Wenn impfen, impfen, impfen häufig zum Wunschdenken wird – Landratsamt analysiert Coronalage

Von Klaus Irion

Hinkt der Zollernalbkreis in punkto Corona-Impfung im Landesvergleich hinterher? Die klare Antwort vergangenen Montag in der Kreistagssitzung: nein. Und doch ist das Impfthema im Zollernalbkreis vielschichtiger als diese bloße Erkenntnis einen glauben lässt. Zudem analysiert die Landkreisverwaltung das aktuelle Infektionsgeschehen und liefert Klarstellungen zu Gerüchten.

Wenn impfen, impfen, impfen häufig zum Wunschdenken wird – Landratsamt analysiert Coronalage

Der Corona-Impfstoff ist auch im Zollernalbkreis ein noch immer zu wenig verfügbares Gut.

Vor wenigen Tagen verschickte das baden-württembergische Sozialministerium einen Vergleich der Impfquoten in den baden-württembergischen Landkreisen. Grundlage war die Zahl der bereits geimpften Bewohner des jeweiligen Landkreises. Ganz egal wo in Baden-Württemberg sie sich hatten impfen lassen.

---*---

• AUFGABE:
Zitiere den Text zur Corona-Impflage im Zollernalbkreis vollständig und ohne jede Änderung. Stütze dich allein auf den Text.

• DATENSÄTZE:
---*---

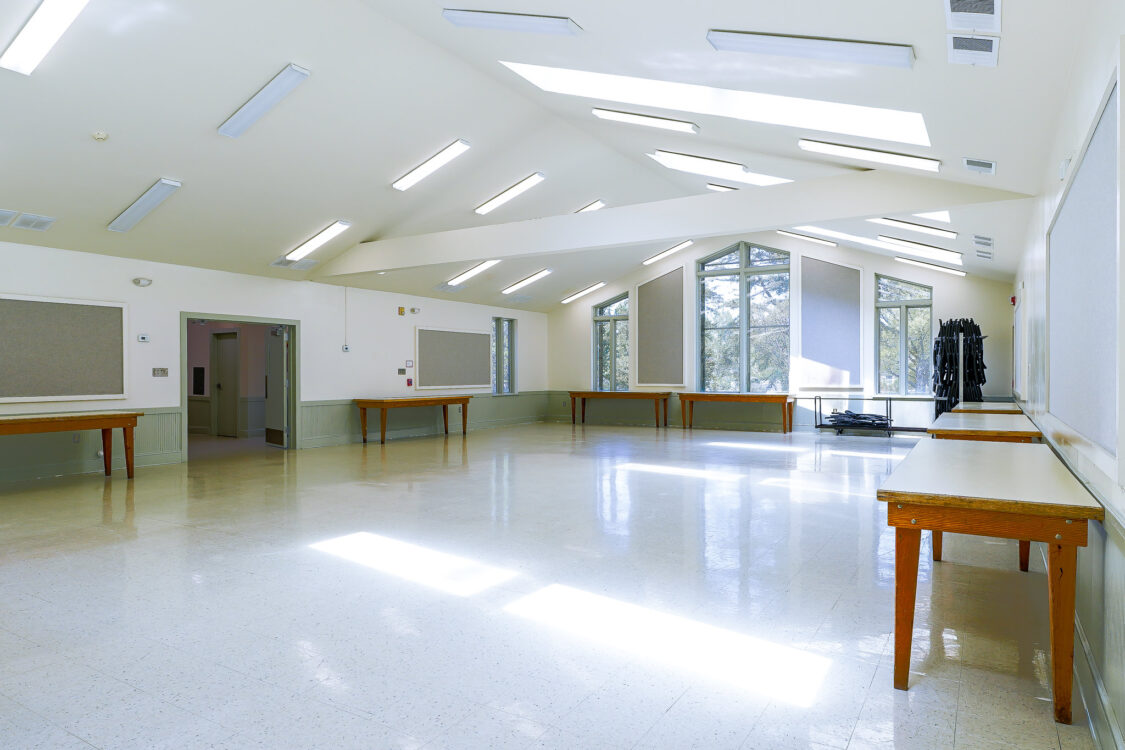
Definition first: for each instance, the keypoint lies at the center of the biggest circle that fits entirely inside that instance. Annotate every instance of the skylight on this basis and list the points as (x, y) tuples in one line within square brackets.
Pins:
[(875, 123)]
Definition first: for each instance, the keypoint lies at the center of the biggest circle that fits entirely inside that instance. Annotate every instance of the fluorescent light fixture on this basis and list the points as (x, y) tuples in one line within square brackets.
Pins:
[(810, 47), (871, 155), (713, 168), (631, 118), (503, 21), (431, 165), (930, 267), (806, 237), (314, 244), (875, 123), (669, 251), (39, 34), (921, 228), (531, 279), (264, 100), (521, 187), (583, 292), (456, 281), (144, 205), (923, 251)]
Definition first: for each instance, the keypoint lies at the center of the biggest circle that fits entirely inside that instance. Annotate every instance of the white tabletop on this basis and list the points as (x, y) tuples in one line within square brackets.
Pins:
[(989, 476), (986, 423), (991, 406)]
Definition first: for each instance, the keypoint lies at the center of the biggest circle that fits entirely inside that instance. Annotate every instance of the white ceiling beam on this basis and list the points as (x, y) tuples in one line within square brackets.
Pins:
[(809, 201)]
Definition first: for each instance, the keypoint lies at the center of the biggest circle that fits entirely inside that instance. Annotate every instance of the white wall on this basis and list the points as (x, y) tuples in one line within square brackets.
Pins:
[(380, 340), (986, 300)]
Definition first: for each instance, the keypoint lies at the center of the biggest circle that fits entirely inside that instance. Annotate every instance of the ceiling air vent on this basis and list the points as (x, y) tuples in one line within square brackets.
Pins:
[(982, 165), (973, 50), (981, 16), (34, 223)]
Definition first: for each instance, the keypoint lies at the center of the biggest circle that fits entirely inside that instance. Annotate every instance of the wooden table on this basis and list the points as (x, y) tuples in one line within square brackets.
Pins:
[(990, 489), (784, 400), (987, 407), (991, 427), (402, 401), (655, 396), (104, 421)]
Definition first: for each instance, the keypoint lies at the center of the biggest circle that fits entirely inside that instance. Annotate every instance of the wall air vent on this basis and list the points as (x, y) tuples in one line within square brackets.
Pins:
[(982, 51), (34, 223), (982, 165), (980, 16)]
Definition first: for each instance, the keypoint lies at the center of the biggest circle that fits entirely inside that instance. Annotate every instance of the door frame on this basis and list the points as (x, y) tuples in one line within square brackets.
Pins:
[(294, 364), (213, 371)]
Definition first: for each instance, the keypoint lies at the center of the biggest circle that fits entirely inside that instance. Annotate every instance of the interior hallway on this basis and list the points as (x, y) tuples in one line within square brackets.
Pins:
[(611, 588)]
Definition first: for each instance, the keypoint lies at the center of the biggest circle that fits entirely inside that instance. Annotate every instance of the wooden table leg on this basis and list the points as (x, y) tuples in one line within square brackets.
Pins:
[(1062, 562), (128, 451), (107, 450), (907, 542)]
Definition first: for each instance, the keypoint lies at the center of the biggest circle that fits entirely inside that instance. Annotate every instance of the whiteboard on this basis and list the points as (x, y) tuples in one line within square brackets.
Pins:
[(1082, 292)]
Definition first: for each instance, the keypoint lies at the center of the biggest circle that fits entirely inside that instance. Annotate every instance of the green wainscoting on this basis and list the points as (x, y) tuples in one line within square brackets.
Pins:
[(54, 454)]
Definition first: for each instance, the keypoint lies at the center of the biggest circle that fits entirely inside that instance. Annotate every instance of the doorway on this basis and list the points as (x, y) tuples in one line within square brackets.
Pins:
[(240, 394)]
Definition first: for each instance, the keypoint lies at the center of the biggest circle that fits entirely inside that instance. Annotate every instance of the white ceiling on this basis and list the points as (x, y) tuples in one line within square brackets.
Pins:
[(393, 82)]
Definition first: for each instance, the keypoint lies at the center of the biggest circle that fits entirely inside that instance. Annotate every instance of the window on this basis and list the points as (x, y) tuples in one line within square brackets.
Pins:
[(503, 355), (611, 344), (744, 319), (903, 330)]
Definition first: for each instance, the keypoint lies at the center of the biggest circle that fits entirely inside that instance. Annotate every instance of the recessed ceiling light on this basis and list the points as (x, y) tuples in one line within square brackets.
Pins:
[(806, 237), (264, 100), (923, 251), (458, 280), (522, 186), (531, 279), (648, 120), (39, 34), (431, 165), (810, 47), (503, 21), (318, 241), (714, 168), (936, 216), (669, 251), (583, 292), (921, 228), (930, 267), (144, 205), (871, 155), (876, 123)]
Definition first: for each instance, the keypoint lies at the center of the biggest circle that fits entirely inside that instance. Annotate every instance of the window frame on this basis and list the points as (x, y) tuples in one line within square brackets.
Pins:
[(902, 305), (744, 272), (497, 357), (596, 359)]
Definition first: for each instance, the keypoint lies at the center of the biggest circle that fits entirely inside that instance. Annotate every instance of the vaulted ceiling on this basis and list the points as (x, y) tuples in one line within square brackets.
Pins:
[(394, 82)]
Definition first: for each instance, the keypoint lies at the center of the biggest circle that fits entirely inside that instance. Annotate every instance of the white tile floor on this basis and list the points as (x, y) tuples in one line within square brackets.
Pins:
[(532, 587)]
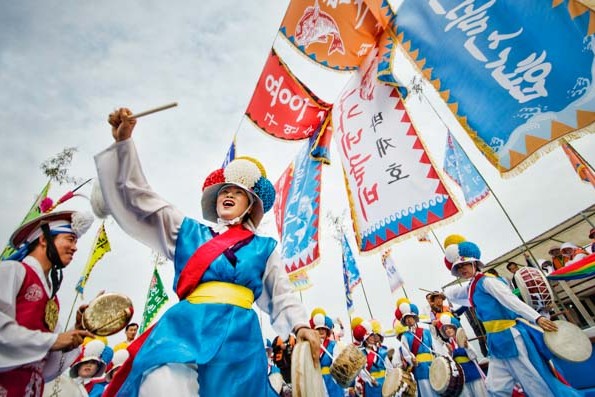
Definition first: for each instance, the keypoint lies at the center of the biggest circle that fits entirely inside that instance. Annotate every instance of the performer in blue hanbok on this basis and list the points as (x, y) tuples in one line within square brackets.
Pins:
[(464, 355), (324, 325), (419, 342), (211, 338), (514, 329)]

---*---

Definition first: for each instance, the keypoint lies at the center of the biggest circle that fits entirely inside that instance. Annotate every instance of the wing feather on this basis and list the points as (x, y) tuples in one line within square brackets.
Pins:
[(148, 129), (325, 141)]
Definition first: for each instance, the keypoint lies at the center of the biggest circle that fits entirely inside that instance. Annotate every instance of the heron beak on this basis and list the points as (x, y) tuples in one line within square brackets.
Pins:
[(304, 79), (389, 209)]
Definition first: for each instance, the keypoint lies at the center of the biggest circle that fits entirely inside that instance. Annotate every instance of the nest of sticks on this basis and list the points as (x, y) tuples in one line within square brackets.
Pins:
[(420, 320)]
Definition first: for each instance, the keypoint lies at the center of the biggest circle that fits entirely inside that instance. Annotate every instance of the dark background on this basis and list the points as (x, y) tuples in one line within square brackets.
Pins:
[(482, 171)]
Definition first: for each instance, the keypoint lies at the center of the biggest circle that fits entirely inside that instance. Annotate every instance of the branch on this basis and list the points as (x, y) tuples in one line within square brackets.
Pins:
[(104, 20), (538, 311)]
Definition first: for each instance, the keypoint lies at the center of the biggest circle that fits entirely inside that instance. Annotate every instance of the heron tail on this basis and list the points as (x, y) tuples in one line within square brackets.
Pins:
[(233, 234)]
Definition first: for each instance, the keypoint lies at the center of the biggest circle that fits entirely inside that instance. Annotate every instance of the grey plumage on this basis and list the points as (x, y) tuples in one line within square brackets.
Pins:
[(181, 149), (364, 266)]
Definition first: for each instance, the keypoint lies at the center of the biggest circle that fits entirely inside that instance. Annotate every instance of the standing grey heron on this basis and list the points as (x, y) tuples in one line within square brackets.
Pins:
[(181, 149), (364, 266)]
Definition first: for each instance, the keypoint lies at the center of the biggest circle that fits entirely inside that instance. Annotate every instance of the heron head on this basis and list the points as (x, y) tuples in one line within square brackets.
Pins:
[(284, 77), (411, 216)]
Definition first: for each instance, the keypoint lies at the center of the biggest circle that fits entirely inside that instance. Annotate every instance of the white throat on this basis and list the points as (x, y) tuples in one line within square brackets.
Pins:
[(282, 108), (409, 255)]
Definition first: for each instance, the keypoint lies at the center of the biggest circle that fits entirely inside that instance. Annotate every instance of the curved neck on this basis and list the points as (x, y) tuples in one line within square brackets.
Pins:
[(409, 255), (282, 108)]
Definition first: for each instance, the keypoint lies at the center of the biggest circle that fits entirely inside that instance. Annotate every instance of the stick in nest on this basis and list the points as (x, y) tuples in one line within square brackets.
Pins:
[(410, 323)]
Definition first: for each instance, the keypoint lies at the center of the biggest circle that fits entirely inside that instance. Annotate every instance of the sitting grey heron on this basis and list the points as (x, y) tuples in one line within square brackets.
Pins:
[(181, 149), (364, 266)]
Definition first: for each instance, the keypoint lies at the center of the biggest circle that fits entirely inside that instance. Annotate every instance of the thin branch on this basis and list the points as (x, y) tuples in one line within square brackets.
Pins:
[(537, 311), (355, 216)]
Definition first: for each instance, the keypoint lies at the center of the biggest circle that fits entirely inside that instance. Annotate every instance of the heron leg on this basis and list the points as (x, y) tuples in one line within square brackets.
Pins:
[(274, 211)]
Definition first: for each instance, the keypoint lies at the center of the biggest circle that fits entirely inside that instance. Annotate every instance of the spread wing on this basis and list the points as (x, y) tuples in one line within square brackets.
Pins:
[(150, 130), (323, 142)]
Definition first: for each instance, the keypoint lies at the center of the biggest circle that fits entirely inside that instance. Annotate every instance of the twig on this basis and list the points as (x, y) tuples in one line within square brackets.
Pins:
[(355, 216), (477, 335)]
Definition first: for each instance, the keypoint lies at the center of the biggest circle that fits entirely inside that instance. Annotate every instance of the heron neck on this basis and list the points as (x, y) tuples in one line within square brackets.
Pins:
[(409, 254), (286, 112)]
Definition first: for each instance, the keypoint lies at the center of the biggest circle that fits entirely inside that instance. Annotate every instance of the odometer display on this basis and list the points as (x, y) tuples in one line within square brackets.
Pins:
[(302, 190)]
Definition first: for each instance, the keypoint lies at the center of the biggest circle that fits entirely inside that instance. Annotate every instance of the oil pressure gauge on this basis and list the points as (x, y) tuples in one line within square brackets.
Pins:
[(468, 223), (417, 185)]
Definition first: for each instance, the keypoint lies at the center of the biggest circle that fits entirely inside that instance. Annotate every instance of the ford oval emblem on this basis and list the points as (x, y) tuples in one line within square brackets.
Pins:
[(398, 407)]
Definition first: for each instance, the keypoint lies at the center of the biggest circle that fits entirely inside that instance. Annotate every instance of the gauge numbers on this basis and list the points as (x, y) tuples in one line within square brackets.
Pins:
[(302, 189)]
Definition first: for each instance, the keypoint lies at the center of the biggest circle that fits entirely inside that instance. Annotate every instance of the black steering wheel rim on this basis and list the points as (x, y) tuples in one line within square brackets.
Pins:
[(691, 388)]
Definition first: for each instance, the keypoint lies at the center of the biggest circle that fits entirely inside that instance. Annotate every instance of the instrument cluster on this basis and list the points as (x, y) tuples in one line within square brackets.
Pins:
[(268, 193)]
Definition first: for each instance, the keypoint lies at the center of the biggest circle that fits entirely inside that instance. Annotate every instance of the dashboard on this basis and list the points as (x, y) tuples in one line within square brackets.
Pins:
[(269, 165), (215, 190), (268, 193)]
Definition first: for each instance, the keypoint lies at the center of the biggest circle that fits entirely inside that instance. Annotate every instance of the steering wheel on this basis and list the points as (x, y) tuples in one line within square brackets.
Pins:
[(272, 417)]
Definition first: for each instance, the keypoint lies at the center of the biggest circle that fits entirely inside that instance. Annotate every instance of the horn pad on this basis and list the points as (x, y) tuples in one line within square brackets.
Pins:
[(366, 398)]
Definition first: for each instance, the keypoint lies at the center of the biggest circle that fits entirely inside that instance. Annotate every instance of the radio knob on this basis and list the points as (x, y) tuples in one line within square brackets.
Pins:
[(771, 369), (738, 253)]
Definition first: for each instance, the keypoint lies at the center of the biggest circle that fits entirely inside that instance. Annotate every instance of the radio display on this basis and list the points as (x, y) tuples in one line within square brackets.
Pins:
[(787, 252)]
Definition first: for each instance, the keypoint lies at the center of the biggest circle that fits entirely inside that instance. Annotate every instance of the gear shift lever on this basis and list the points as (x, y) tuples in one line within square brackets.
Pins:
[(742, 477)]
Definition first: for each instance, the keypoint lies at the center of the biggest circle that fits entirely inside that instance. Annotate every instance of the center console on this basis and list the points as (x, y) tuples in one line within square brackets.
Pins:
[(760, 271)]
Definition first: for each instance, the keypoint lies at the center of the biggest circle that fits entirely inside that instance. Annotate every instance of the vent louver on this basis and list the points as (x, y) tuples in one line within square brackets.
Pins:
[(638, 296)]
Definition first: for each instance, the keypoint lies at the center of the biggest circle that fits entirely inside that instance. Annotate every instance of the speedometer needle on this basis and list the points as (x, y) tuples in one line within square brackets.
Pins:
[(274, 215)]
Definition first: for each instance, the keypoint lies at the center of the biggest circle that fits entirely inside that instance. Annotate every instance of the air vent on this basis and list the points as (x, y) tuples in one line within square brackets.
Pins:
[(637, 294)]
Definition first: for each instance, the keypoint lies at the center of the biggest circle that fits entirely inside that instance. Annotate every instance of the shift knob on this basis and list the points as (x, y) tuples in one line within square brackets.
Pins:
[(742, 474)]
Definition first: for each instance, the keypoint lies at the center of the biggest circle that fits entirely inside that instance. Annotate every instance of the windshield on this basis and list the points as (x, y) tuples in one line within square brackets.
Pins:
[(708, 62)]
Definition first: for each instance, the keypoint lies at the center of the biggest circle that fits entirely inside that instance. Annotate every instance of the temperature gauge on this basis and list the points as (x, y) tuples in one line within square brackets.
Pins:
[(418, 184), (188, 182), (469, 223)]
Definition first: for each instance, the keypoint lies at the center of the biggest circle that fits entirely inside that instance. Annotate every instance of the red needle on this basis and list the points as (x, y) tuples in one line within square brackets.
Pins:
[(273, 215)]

---*---

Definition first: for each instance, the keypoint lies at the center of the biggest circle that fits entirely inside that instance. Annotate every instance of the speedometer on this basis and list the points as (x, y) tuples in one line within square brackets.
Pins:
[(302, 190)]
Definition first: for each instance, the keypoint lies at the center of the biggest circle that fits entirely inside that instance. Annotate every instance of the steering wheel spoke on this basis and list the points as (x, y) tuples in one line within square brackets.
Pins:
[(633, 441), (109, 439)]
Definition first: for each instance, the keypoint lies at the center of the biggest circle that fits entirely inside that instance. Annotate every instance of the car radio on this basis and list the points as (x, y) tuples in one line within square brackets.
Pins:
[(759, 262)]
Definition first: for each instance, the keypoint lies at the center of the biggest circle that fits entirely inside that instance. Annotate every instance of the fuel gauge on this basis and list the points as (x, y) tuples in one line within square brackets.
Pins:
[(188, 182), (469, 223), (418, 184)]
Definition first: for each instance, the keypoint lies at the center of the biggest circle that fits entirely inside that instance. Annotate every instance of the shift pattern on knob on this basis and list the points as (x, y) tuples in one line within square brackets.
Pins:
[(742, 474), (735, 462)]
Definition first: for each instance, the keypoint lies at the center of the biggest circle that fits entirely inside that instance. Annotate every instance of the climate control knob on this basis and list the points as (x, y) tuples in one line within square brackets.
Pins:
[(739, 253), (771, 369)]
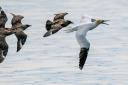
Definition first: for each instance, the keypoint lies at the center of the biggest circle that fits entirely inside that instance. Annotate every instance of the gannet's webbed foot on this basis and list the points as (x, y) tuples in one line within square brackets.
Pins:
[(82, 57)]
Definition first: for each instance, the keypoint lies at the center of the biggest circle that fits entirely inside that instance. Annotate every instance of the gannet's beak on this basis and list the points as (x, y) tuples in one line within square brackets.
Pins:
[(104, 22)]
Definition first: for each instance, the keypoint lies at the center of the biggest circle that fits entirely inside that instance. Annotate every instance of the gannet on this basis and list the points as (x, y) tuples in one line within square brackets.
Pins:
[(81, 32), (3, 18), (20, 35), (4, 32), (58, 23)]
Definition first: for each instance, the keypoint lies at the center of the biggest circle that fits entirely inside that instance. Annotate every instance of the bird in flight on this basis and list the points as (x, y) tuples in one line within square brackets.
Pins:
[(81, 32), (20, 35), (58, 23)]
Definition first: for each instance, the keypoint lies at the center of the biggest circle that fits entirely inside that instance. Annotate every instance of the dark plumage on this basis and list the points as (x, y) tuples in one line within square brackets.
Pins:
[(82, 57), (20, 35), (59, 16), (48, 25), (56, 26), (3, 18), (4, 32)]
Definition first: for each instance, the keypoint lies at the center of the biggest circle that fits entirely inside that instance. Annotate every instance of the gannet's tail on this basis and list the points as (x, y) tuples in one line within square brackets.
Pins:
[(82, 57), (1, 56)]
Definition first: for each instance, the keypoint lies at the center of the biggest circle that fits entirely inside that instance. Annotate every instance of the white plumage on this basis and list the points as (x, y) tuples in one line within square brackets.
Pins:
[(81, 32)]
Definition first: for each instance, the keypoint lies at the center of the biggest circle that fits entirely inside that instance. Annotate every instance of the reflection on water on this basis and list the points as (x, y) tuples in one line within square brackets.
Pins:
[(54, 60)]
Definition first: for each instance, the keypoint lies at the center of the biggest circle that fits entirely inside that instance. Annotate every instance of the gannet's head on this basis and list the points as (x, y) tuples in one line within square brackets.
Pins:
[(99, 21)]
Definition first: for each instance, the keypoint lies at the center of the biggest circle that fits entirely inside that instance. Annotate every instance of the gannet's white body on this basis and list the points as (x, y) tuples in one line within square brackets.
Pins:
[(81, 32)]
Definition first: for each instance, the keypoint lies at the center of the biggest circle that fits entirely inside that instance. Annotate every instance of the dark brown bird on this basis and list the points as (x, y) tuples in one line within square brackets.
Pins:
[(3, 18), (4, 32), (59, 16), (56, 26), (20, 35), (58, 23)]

---*---

• ANTWORT:
Wenn impfen, impfen, impfen häufig zum Wunschdenken wird – Landratsamt analysiert Coronalage

Von Klaus Irion

Hinkt der Zollernalbkreis in punkto Corona-Impfung im Landesvergleich hinterher? Die klare Antwort vergangenen Montag in der Kreistagssitzung: nein. Und doch ist das Impfthema im Zollernalbkreis vielschichtiger als diese bloße Erkenntnis einen glauben lässt. Zudem analysiert die Landkreisverwaltung das aktuelle Infektionsgeschehen und liefert Klarstellungen zu Gerüchten.

Wenn impfen, impfen, impfen häufig zum Wunschdenken wird – Landratsamt analysiert Coronalage

Der Corona-Impfstoff ist auch im Zollernalbkreis ein noch immer zu wenig verfügbares Gut.

Vor wenigen Tagen verschickte das baden-württembergische Sozialministerium einen Vergleich der Impfquoten in den baden-württembergischen Landkreisen. Grundlage war die Zahl der bereits geimpften Bewohner des jeweiligen Landkreises. Ganz egal wo in Baden-Württemberg sie sich hatten impfen lassen.